[EXERCISE BRIEF]
Nothing beyond the line containing "TARGET = blurred background" is to be printed; print exactly each line from the start of the records below through that line, leaving out pictures.

========================

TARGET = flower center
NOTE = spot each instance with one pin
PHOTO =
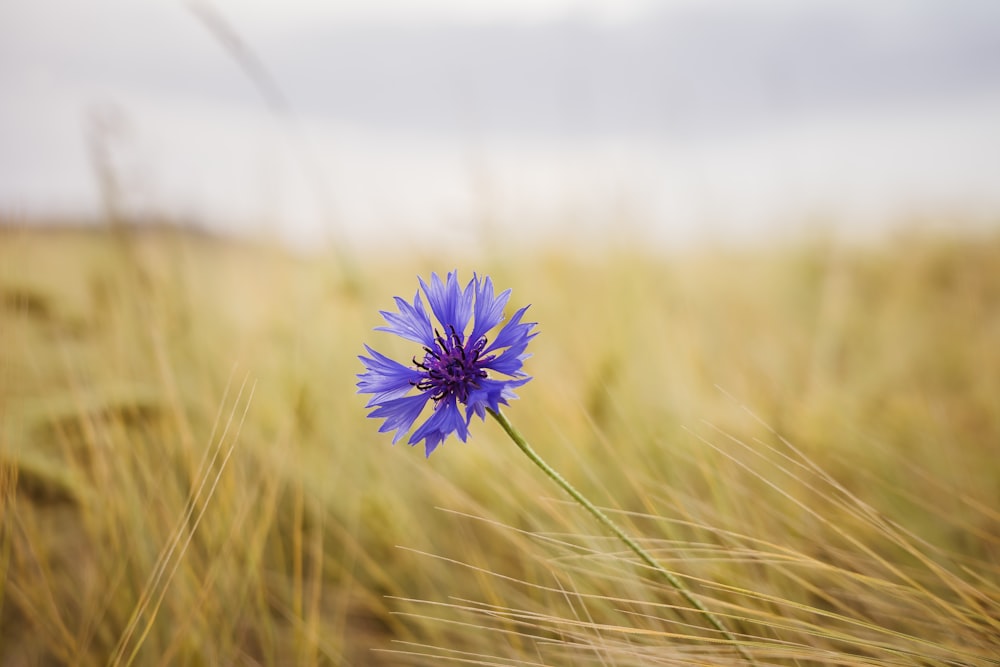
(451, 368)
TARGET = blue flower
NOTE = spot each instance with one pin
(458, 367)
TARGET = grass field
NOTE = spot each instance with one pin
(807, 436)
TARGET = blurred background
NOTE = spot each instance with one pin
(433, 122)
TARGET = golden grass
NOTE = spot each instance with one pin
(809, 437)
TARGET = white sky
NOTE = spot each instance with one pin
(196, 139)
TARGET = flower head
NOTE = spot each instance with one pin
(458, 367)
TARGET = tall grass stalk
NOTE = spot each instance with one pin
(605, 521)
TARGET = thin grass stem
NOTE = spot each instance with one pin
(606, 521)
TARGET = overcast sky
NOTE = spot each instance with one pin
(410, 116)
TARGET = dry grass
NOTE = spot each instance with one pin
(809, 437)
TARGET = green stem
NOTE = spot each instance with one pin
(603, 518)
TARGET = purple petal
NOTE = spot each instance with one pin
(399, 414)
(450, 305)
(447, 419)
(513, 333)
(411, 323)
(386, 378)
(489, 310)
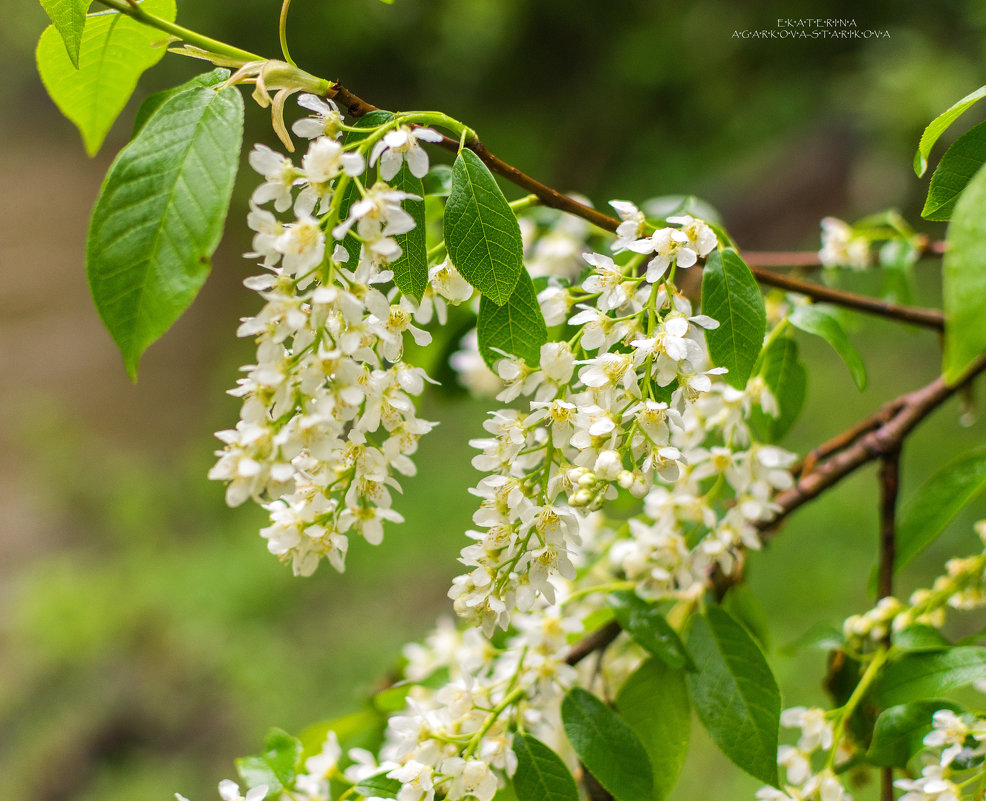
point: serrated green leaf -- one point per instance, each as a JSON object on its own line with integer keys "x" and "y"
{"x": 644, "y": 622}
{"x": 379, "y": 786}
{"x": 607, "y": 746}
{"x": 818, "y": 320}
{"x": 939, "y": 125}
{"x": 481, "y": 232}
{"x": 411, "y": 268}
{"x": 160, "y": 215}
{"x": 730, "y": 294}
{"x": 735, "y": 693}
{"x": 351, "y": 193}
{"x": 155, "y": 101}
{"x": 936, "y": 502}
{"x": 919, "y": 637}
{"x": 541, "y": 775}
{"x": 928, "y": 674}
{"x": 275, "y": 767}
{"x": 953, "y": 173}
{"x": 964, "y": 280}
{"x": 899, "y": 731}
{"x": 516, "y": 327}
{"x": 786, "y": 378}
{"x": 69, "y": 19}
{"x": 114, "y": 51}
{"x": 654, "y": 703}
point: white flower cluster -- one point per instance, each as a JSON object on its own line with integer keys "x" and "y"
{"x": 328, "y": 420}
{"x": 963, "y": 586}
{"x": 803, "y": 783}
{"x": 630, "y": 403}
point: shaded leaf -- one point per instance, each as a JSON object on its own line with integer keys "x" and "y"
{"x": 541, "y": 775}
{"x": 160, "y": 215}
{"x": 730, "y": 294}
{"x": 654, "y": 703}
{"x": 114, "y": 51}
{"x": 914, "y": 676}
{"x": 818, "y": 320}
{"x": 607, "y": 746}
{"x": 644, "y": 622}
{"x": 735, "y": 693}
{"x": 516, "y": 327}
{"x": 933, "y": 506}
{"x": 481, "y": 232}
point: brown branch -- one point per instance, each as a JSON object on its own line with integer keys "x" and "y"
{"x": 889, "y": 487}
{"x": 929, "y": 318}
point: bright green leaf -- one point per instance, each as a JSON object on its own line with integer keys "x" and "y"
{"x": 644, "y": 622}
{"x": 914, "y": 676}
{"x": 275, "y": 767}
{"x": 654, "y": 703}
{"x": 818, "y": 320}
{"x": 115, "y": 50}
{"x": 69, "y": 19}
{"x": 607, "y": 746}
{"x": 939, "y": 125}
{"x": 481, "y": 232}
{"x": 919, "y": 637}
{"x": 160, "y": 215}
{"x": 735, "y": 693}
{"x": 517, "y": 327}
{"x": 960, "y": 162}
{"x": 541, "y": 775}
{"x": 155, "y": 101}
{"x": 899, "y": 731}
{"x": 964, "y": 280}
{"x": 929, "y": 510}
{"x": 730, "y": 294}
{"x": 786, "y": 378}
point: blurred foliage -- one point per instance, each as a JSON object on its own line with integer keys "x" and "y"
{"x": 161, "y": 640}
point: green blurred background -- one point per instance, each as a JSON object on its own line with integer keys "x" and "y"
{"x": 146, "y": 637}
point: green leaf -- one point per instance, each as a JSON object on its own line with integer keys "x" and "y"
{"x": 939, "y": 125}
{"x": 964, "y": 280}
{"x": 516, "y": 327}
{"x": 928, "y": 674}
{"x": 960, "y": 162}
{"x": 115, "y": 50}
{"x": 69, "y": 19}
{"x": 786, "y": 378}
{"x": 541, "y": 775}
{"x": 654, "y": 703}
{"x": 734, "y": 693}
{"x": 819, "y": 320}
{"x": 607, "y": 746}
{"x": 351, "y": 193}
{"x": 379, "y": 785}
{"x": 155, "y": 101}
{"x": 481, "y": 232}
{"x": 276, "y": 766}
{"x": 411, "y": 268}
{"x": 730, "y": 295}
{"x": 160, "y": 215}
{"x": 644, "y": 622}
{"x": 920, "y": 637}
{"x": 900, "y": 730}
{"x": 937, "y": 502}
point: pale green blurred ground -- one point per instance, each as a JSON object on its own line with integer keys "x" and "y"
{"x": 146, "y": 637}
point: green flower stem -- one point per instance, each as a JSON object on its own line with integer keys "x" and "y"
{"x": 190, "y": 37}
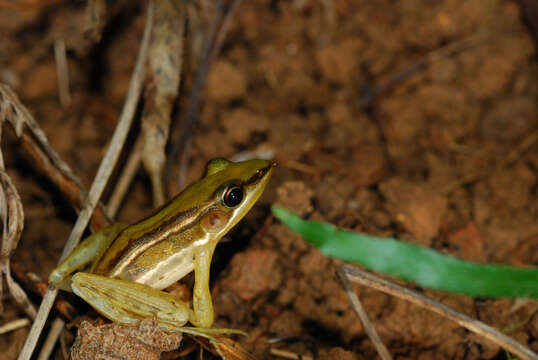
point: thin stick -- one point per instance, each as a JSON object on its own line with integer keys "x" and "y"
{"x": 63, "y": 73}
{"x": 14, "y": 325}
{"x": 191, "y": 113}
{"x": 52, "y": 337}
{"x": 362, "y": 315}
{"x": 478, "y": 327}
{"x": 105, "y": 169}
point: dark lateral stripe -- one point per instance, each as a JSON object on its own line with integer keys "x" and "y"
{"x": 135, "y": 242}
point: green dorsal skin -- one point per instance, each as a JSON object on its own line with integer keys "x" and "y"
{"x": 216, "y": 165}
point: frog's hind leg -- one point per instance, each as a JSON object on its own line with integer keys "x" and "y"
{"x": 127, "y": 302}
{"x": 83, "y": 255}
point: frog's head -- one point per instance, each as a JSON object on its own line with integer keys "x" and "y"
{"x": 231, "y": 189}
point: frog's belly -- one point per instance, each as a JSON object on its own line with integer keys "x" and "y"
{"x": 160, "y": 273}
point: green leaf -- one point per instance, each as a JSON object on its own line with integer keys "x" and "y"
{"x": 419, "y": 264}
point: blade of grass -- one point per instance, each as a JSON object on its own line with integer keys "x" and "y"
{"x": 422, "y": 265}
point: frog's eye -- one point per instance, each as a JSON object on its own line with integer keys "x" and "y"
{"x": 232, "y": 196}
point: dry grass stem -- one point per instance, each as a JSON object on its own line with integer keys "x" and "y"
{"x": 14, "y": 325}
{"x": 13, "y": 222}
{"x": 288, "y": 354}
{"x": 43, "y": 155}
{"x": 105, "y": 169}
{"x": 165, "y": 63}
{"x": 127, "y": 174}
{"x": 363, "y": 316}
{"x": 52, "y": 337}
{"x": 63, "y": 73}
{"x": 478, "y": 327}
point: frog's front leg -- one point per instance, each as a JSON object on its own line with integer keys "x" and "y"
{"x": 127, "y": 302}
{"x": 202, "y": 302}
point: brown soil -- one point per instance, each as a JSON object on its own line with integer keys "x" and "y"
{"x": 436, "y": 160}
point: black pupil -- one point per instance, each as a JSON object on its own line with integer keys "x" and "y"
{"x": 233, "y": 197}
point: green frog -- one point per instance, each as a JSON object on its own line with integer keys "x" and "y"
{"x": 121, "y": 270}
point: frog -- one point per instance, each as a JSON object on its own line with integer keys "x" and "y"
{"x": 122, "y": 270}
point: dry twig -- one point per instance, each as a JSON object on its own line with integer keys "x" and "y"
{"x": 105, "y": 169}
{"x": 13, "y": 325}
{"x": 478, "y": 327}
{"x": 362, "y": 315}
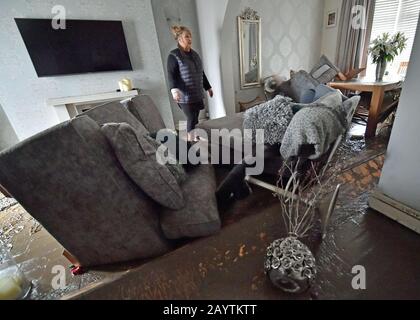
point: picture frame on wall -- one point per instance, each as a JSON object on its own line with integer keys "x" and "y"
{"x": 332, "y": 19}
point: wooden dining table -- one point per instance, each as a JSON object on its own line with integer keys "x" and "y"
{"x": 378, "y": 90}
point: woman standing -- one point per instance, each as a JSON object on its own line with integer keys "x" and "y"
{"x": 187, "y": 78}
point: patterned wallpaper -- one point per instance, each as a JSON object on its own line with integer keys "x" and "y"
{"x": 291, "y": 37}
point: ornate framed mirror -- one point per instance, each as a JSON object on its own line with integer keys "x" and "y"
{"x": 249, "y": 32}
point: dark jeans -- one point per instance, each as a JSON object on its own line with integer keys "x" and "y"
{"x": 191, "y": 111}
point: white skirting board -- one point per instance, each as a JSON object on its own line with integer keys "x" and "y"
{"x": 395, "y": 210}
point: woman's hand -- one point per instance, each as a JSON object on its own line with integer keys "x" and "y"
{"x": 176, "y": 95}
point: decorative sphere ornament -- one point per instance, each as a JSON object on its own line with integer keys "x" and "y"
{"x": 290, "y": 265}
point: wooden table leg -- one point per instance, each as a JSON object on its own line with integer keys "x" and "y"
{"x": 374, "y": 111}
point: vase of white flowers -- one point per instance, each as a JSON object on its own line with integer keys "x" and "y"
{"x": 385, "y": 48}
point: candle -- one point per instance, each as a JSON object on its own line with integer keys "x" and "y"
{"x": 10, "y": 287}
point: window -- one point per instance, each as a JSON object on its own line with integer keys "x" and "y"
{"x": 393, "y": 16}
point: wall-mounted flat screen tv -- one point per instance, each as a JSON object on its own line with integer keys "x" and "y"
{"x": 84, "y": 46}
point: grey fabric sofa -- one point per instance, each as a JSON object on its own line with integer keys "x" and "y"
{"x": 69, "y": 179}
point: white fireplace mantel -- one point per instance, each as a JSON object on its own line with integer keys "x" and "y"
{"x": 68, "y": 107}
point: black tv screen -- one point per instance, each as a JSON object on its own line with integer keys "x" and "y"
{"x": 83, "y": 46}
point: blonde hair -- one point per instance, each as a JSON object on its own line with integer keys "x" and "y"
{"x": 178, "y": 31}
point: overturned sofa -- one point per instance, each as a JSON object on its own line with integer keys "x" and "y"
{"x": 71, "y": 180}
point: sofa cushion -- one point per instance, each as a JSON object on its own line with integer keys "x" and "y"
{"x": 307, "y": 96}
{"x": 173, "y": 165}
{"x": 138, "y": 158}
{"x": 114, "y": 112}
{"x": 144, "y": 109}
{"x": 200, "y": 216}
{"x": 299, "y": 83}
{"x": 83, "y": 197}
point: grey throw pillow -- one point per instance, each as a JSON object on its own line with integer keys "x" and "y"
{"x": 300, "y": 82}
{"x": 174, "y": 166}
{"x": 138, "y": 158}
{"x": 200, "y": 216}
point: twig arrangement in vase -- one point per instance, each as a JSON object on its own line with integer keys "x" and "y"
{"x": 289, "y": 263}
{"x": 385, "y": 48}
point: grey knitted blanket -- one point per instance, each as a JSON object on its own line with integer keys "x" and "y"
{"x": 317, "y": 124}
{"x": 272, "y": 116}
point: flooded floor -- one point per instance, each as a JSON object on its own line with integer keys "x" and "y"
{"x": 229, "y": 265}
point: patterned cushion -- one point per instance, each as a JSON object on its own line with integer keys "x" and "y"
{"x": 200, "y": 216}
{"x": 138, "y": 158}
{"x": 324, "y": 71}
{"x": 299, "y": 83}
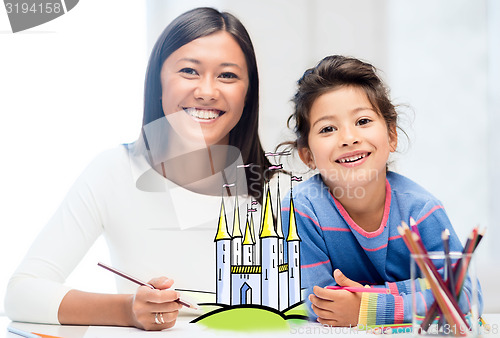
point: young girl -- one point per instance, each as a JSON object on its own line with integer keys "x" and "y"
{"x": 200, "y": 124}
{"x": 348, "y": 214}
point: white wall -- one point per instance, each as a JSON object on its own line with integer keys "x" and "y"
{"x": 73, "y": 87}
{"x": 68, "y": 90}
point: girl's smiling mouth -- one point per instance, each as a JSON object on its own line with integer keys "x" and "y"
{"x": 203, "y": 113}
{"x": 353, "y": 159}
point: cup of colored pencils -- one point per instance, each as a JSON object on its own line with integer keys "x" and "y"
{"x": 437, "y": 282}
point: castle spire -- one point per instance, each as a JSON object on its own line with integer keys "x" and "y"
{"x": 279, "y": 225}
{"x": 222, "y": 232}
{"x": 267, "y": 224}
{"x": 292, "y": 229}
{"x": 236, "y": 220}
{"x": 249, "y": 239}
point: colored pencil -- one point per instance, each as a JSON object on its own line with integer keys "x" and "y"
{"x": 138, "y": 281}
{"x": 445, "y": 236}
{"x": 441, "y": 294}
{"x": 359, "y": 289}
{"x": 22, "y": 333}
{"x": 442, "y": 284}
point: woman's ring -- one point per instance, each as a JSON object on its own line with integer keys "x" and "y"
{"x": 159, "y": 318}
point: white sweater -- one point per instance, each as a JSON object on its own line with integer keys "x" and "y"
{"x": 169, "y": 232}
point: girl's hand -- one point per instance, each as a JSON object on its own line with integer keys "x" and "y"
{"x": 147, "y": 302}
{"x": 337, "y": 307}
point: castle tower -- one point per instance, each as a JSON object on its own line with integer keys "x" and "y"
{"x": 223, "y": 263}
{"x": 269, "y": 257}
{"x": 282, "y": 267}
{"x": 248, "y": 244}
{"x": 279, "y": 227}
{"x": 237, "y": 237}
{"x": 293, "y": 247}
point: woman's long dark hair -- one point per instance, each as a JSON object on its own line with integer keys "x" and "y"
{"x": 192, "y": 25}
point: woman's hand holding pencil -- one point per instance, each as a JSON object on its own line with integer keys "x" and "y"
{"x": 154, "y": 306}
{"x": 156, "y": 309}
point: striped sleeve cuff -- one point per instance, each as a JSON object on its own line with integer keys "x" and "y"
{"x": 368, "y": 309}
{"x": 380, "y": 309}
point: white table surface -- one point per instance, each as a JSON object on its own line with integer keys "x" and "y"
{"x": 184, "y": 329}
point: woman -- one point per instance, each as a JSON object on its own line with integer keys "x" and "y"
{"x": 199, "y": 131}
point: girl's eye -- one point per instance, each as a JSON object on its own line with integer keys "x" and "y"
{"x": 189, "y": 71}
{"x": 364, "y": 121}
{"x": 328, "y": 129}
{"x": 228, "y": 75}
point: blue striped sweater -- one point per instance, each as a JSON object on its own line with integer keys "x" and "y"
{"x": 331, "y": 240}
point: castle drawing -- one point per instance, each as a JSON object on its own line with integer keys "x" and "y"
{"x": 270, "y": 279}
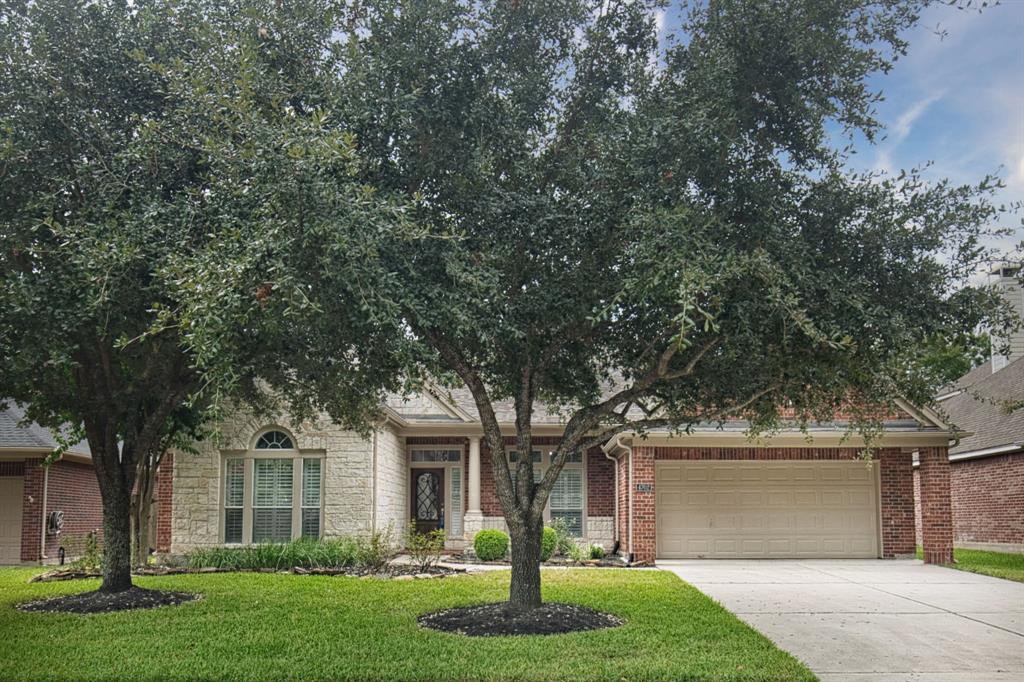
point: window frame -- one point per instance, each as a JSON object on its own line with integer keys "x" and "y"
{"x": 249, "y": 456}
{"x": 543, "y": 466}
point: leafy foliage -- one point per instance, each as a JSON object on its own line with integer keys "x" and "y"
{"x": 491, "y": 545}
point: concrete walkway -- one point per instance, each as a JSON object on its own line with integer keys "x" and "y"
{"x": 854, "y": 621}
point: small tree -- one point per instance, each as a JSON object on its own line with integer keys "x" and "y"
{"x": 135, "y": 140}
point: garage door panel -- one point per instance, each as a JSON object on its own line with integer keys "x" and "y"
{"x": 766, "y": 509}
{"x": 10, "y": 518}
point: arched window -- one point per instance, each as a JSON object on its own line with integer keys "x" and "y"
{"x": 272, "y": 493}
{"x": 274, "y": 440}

========================

[ANSWER TO THE EXERCISE]
TARGET = flower center
NOTE = spot each instance with one pin
PHOTO =
(451, 368)
TARGET = blue flower
NOTE = spot each instance with one pin
(458, 367)
TARGET = grass field
NOTE = spot each instance with one pin
(807, 436)
TARGET = blurred background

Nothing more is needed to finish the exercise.